--- OBJECTIF 1 ---
Présente sous forme de liste numérotée les lignes des enregistrements, en commençant à la ligne qui contient "of the dirt" et en terminant à la fin des enregistrements, sans reprendre les lignes vides.

--- PAGE ---
----------

Depuis la création du monde, les colonnes lumineuses n'ont pas lui de l'éclat dont elles seront douées, en vertu d'un enthousiasme pur pour Dieu, pendant et après la bataille. Le Mal ayant reconnu une si grande force se retirera, et tout alors s'accommodera à la volonté de Dieu.

Jésus-Christ racheta le genre humain, car, par sa sainteté, il fit descendre une colonne lumineuse, et, par celle-ci, il dissipa les ténèbres épaisses de la terre. L'humilité perce le ciel, parce qu'elle en fait descendre une colonne lumineuse. La Sainte Vierge écrasa la tête du serpent, parce qu'elle fut l'instrument si important de l'œuvre de la dispersion des ténèbres par des colonnes lumineuses. Un grand bien résulte de l'union dans la prière, car alors plusieurs colonnes lumineuses composent une atmosphère lumineuse devant laquelle fuient les mauvais esprits. Cette atmosphère sera générale pendant la bataille, premier phénomène sur la terre. Et le monde connaîtra la puissance de Dieu. Toutes les alliances futures seront ordonnées, par rapport à une ardeur toujours plus grande de l'amour de Dieu dans les cœurs des hommes, et de là [conformément aux lois de l'harmonie céleste], une descente toujours plus vaste d'atmosphère d'esprits toujours plus élevés, c'est-à-dire des grâces du ciel, tellement qu'au temps du septième envoyé de Dieu, la terre deviendra un ciel. Tel sera l'amour de Dieu, et, par lui, la sanctification des hommes que cet amour seul peut opérer. Tout globe subit cette loi, et l'Agneau seul efface les péchés, parce que l'Agneau se dévoue par amour à être mal reçu par la terre ténébreuse, qui ne comprend pas la lumière. Cet Agneau, malgré la contradiction des hommes, active en lui-même le feu divin, fait descendre une colonne sainte, et sauve par là les hommes qui lui sont hostiles, parce qu'ils gémissent sous la puissance du mal. Et l'Agneau ne sera reconnu que plus tard, car ce ne sera qu'au temps où cette lumière se sera implantée et se sera propagée; et l'Agneau de Dieu sera toujours martyrisé, parce que, par les hommes, les colonnes mauvaises fondront (fréquentatif, texte) sur lui comme par leurs organes.

----------

--- ENREGISTREMENTS FOURNIS ---
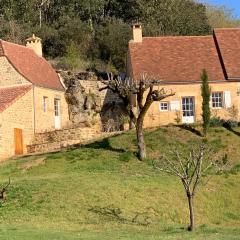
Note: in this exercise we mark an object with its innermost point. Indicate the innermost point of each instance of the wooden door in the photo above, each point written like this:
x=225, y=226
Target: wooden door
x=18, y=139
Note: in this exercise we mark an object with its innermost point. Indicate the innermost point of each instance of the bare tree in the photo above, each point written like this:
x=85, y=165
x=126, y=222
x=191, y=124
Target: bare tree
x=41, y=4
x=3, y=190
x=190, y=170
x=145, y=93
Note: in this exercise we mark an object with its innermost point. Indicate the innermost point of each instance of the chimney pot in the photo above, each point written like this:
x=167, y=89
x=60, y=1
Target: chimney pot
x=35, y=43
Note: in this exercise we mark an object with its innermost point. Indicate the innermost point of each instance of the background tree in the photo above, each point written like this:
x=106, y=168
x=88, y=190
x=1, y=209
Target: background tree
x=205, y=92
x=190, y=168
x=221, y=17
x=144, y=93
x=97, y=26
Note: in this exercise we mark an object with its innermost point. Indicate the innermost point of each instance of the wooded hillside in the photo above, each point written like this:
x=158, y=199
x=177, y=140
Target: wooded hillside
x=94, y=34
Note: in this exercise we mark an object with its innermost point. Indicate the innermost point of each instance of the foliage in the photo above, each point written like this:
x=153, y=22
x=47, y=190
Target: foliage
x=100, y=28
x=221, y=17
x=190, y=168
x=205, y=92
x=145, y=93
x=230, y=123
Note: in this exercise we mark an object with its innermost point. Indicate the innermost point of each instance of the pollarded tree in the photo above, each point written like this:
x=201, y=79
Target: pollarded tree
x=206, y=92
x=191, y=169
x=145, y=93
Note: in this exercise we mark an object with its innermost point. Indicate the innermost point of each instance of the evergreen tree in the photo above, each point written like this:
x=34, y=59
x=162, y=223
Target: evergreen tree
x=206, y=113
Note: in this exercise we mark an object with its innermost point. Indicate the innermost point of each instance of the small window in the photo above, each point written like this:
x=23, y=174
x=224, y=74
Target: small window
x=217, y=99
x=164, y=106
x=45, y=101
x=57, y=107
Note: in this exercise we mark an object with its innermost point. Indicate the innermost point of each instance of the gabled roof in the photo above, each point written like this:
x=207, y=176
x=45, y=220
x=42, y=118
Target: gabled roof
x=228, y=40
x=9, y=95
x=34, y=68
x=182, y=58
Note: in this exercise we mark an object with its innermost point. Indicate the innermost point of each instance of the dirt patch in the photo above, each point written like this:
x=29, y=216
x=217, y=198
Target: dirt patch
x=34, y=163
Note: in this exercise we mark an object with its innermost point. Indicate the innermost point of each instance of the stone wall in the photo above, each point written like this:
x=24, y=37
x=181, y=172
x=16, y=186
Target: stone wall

----------

--- OBJECTIF 2 ---
D'après la page, que deviendra la terre au temps du septième envoyé de Dieu ?

--- RÉSULTAT ATTENDU 1 ---
1. Note: in this exercise we mark an object with its innermost point. Indicate the innermost point of each instance of the dirt patch in the photo above, each point written like this:
2. x=29, y=216
3. x=217, y=198
4. Target: dirt patch
5. x=34, y=163
6. Note: in this exercise we mark an object with its innermost point. Indicate the innermost point of each instance of the stone wall in the photo above, each point written like this:
7. x=24, y=37
8. x=181, y=172
9. x=16, y=186
10. Target: stone wall

--- RÉSULTAT ATTENDU 2 ---
Elle deviendra un ciel.